Source records:
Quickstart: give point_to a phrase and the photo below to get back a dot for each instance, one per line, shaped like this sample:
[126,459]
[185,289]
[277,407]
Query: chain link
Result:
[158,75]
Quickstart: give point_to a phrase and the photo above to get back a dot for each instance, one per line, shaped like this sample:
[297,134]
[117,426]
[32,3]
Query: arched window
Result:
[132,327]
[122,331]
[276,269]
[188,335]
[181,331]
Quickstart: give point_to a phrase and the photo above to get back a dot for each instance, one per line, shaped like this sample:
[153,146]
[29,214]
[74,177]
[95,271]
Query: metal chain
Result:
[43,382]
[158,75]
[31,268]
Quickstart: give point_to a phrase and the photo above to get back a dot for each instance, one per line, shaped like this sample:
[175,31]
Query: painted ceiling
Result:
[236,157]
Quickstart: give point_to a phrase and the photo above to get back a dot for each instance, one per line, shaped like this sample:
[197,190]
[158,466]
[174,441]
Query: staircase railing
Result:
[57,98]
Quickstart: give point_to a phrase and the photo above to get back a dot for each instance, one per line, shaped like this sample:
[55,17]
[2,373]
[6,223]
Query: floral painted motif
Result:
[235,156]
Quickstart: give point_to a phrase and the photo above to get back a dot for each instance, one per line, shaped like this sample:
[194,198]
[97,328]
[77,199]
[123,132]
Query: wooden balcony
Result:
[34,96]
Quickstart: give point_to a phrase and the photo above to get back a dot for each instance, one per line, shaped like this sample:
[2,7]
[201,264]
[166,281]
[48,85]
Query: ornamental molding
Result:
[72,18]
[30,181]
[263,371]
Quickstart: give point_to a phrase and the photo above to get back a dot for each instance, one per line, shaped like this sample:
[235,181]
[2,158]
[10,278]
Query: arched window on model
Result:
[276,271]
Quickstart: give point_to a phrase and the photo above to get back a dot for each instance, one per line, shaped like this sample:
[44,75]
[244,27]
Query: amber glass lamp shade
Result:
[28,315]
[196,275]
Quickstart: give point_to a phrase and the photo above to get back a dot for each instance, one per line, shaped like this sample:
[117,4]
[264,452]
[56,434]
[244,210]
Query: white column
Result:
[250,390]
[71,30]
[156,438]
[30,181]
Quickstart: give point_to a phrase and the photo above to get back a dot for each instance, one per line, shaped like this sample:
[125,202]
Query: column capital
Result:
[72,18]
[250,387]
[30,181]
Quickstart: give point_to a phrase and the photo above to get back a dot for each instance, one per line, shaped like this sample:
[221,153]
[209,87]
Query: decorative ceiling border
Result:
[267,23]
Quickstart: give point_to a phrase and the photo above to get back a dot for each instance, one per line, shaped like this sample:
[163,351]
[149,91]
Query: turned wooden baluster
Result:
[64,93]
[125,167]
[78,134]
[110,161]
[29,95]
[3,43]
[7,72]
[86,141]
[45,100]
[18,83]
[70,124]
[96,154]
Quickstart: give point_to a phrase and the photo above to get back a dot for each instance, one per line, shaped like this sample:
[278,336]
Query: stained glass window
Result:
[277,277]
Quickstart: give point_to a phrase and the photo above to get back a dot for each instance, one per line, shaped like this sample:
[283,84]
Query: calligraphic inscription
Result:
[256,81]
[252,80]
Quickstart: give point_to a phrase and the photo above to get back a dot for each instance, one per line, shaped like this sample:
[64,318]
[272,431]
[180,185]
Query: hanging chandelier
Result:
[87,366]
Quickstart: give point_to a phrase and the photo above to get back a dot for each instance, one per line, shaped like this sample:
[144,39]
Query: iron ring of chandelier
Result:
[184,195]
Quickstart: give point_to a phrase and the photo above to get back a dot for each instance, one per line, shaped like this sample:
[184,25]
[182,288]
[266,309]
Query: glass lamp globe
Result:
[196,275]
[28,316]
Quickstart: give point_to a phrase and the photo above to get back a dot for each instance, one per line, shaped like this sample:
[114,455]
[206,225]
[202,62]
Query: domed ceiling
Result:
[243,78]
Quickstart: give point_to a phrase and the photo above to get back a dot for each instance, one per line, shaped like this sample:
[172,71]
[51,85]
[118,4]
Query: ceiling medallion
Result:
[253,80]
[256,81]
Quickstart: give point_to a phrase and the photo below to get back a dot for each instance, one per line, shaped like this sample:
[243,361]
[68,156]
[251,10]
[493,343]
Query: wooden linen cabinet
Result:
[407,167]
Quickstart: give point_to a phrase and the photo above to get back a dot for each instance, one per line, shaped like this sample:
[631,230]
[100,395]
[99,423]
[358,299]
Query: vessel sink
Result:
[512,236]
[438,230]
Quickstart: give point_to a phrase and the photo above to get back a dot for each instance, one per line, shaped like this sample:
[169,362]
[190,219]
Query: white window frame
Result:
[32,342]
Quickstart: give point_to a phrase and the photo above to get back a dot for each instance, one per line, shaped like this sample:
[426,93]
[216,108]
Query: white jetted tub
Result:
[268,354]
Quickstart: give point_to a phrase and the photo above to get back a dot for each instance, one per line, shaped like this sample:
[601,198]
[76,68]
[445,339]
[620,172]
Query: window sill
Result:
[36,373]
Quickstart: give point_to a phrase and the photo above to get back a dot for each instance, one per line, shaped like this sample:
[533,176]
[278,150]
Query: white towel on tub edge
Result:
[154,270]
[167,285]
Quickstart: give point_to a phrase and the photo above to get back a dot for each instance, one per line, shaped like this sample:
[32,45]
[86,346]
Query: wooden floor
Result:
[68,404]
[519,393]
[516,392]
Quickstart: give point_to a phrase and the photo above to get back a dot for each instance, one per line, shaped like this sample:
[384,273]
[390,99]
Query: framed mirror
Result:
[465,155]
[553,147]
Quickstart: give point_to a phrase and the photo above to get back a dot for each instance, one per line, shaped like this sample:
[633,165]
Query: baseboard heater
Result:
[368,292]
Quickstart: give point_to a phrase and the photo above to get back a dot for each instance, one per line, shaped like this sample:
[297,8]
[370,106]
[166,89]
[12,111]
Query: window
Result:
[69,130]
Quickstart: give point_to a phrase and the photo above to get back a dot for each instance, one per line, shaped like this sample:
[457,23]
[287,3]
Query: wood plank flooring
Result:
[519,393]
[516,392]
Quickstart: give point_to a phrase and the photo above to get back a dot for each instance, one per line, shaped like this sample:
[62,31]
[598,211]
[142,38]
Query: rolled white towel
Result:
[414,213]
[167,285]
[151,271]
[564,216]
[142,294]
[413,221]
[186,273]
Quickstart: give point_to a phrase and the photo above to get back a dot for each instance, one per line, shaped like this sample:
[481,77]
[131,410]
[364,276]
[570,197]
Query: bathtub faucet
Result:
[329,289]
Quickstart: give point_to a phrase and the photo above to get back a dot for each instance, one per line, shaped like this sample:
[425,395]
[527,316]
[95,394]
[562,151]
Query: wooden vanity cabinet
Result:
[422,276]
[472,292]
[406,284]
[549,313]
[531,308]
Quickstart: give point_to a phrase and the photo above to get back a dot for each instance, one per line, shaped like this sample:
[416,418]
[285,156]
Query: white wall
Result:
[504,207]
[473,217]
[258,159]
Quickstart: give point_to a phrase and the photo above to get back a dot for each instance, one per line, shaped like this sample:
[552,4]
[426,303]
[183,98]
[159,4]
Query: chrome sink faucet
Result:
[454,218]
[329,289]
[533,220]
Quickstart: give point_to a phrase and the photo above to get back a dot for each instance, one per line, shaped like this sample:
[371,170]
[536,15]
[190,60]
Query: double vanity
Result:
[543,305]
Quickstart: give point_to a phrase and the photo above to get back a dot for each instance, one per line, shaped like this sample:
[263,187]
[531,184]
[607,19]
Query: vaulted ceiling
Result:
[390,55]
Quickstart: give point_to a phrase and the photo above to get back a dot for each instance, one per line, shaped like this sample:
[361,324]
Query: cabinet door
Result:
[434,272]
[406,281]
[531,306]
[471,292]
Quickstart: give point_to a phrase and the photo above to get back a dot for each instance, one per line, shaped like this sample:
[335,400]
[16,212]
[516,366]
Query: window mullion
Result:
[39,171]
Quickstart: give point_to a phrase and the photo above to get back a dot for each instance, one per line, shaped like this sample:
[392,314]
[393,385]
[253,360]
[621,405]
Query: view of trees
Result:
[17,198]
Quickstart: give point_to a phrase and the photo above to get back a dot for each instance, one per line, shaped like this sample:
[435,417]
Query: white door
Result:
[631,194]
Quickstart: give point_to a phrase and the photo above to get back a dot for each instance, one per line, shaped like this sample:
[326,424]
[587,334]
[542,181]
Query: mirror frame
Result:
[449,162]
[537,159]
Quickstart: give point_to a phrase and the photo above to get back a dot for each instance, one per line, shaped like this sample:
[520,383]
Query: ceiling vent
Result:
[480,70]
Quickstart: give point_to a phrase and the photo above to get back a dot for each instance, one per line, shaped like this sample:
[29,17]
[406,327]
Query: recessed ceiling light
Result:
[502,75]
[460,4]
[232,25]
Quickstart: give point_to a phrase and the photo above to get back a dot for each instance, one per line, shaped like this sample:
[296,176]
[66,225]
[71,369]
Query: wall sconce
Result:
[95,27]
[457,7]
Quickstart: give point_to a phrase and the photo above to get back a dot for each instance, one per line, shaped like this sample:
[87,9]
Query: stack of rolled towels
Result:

Written instruction: Return each line from the source records above that contains the word "arched". Treat uppercase and lowercase letters as different.

Solution to this task:
Query: arched window
Query: arched window on model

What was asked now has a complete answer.